DIRECTIONS
Please recast the listing below as a Markdown table with the columns Row and Entry, starting at the line that contains "[locate] tabby cat" and ending at the line that contains "Target: dog's back". Put each line's number under Row and the line itself under Entry, and leave out any blank lines.

TASK INPUTS
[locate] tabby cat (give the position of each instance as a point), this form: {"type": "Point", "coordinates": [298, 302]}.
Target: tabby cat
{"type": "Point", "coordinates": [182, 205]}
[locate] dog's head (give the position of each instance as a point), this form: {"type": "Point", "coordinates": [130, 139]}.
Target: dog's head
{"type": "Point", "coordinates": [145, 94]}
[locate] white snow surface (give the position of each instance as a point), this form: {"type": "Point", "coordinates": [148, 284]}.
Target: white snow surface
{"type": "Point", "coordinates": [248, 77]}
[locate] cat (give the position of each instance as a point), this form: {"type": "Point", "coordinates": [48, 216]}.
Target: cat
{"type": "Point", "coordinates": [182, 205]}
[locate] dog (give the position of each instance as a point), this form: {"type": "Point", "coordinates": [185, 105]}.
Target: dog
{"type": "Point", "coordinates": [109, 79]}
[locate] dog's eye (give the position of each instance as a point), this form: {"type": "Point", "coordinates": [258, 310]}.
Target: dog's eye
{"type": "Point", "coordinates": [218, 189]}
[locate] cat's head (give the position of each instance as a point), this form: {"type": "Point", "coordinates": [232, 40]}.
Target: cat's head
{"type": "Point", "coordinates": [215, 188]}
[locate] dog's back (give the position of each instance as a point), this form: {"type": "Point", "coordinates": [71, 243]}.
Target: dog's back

==

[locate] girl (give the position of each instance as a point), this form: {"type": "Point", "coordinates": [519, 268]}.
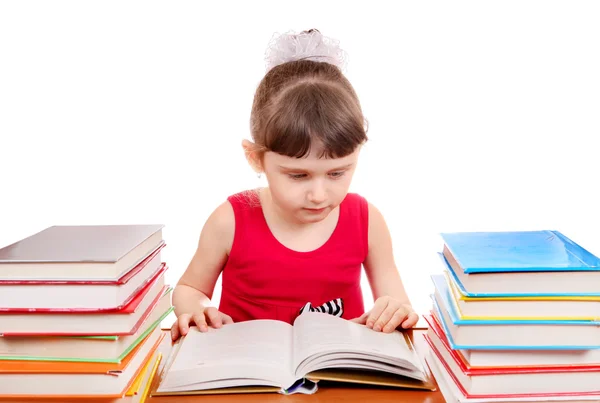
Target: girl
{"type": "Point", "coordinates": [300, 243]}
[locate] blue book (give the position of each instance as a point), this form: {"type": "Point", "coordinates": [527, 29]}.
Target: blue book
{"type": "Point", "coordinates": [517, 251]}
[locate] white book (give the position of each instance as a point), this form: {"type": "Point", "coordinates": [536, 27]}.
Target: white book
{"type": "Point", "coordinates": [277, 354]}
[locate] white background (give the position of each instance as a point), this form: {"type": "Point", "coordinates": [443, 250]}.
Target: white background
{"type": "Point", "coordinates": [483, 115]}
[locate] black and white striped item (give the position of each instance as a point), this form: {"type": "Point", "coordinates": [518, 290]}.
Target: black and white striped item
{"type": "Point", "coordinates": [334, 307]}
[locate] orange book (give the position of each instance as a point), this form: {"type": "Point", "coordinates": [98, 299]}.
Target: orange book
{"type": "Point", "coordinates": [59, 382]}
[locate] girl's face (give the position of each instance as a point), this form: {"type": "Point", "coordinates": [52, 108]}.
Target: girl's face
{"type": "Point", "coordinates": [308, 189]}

EXERCISE ANSWER
| Row | Entry |
|---|---|
| 1 | [locate] tabby cat (give the position of each instance as a point), this form: {"type": "Point", "coordinates": [298, 302]}. |
| 2 | Target: tabby cat |
| 3 | {"type": "Point", "coordinates": [182, 205]} |
| 4 | [locate] dog's head (give the position of each instance as a point), this form: {"type": "Point", "coordinates": [130, 139]}. |
| 5 | Target: dog's head |
| 6 | {"type": "Point", "coordinates": [145, 94]} |
| 7 | [locate] white snow surface (give the position of each instance as a point), this form: {"type": "Point", "coordinates": [148, 284]}. |
| 8 | Target: white snow surface |
| 9 | {"type": "Point", "coordinates": [248, 77]} |
| 10 | [locate] cat (give the position of each instance as a point), this form: {"type": "Point", "coordinates": [48, 216]}. |
| 11 | Target: cat |
| 12 | {"type": "Point", "coordinates": [182, 205]} |
| 13 | [locate] dog (give the position of each instance as a point), this form: {"type": "Point", "coordinates": [185, 105]}. |
| 14 | Target: dog |
| 15 | {"type": "Point", "coordinates": [109, 79]} |
| 16 | [locate] dog's eye (give the position of each instance as a point), this form: {"type": "Point", "coordinates": [258, 310]}. |
| 17 | Target: dog's eye |
| 18 | {"type": "Point", "coordinates": [218, 189]} |
| 19 | [locate] cat's head (give the position of each instance as a point), this form: {"type": "Point", "coordinates": [232, 40]}. |
| 20 | Target: cat's head |
| 21 | {"type": "Point", "coordinates": [215, 188]} |
| 22 | [locate] dog's back (give the position of each instance as a point), this form: {"type": "Point", "coordinates": [71, 243]}. |
| 23 | Target: dog's back |